§ TASK OBJECTIVE:
Return all of the entries exactly, with nothing added or left out.

[Saved entries]

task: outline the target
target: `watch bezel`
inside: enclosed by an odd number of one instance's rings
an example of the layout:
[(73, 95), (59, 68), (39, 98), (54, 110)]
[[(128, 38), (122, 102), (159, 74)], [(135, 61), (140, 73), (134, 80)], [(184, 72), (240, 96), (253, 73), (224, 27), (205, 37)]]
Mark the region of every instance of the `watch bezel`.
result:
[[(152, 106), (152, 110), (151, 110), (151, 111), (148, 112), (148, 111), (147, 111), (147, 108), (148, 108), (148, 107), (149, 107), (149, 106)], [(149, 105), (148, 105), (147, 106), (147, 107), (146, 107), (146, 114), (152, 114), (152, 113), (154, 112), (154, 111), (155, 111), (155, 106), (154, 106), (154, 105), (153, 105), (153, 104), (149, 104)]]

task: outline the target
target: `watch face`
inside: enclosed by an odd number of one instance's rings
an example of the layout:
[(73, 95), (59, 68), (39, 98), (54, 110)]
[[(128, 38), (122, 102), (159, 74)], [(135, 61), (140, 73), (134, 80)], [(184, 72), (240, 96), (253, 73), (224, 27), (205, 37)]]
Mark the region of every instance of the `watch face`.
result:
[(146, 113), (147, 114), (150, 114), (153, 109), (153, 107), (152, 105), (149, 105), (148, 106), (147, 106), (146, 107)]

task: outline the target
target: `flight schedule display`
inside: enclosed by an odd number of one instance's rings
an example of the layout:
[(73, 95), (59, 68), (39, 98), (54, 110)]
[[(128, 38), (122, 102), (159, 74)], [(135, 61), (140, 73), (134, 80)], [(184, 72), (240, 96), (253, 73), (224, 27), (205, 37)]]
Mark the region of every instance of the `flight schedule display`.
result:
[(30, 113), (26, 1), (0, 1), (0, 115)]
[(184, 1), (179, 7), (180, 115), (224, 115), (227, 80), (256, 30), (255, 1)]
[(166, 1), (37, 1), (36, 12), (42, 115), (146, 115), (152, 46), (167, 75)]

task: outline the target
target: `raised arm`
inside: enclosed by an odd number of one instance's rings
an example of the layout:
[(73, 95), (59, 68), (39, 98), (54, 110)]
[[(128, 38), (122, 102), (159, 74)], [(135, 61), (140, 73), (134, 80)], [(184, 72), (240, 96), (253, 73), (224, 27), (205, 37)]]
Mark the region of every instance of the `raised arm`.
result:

§ THE RESULT:
task: outline the target
target: `watch bezel`
inside: enclosed by an odd number of one instance's rings
an example of the layout:
[(73, 95), (59, 68), (39, 98), (54, 110)]
[[(128, 38), (122, 102), (159, 74)], [(135, 61), (140, 73), (134, 80)], [(184, 72), (240, 96), (253, 73), (224, 27), (205, 37)]]
Mark the region of every instance of the `watch bezel`.
result:
[[(152, 106), (152, 110), (151, 110), (151, 111), (148, 112), (148, 111), (147, 111), (147, 108), (148, 108), (148, 107), (149, 107), (149, 106)], [(149, 105), (148, 105), (147, 106), (147, 107), (146, 107), (146, 114), (152, 114), (152, 113), (154, 112), (154, 111), (155, 111), (155, 106), (154, 106), (154, 105), (153, 105), (153, 104), (149, 104)]]

task: outline the target
target: `watch face`
inside: enclosed by an odd number of one instance's rings
an example of the layout:
[(73, 95), (59, 68), (39, 98), (54, 110)]
[[(128, 38), (122, 102), (159, 74)], [(135, 61), (140, 73), (134, 80)], [(184, 72), (240, 96), (253, 73), (224, 27), (205, 37)]]
Mark the region of every instance of the `watch face`.
result:
[(146, 113), (147, 114), (150, 114), (153, 109), (153, 107), (152, 105), (149, 105), (148, 106), (147, 106), (146, 107)]

task: outline the target
target: `flight schedule display`
inside: enclosed by an odd number of one instance's rings
an example of the layout:
[(73, 95), (59, 68), (39, 98), (54, 110)]
[[(128, 38), (122, 102), (159, 74)], [(135, 61), (140, 73), (134, 80)], [(184, 72), (240, 96), (253, 73), (224, 27), (205, 37)]]
Mark the region of every instance of the `flight schedule display`.
result:
[(30, 113), (26, 1), (0, 1), (0, 115)]
[(184, 1), (179, 7), (180, 115), (224, 115), (227, 80), (256, 30), (255, 1)]
[(166, 1), (37, 1), (36, 12), (42, 115), (146, 115), (152, 46), (167, 75)]

task: outline the target
target: `raised arm`
inside: enclosed by an odd number of one instance's rings
an example of the layout:
[(73, 95), (59, 68), (39, 98), (54, 110)]
[[(128, 38), (122, 102), (159, 74)], [(135, 61), (140, 73), (134, 80)], [(184, 72), (240, 96), (253, 73), (224, 27), (205, 37)]]
Mark the region of every instance of the `raised arm`.
result:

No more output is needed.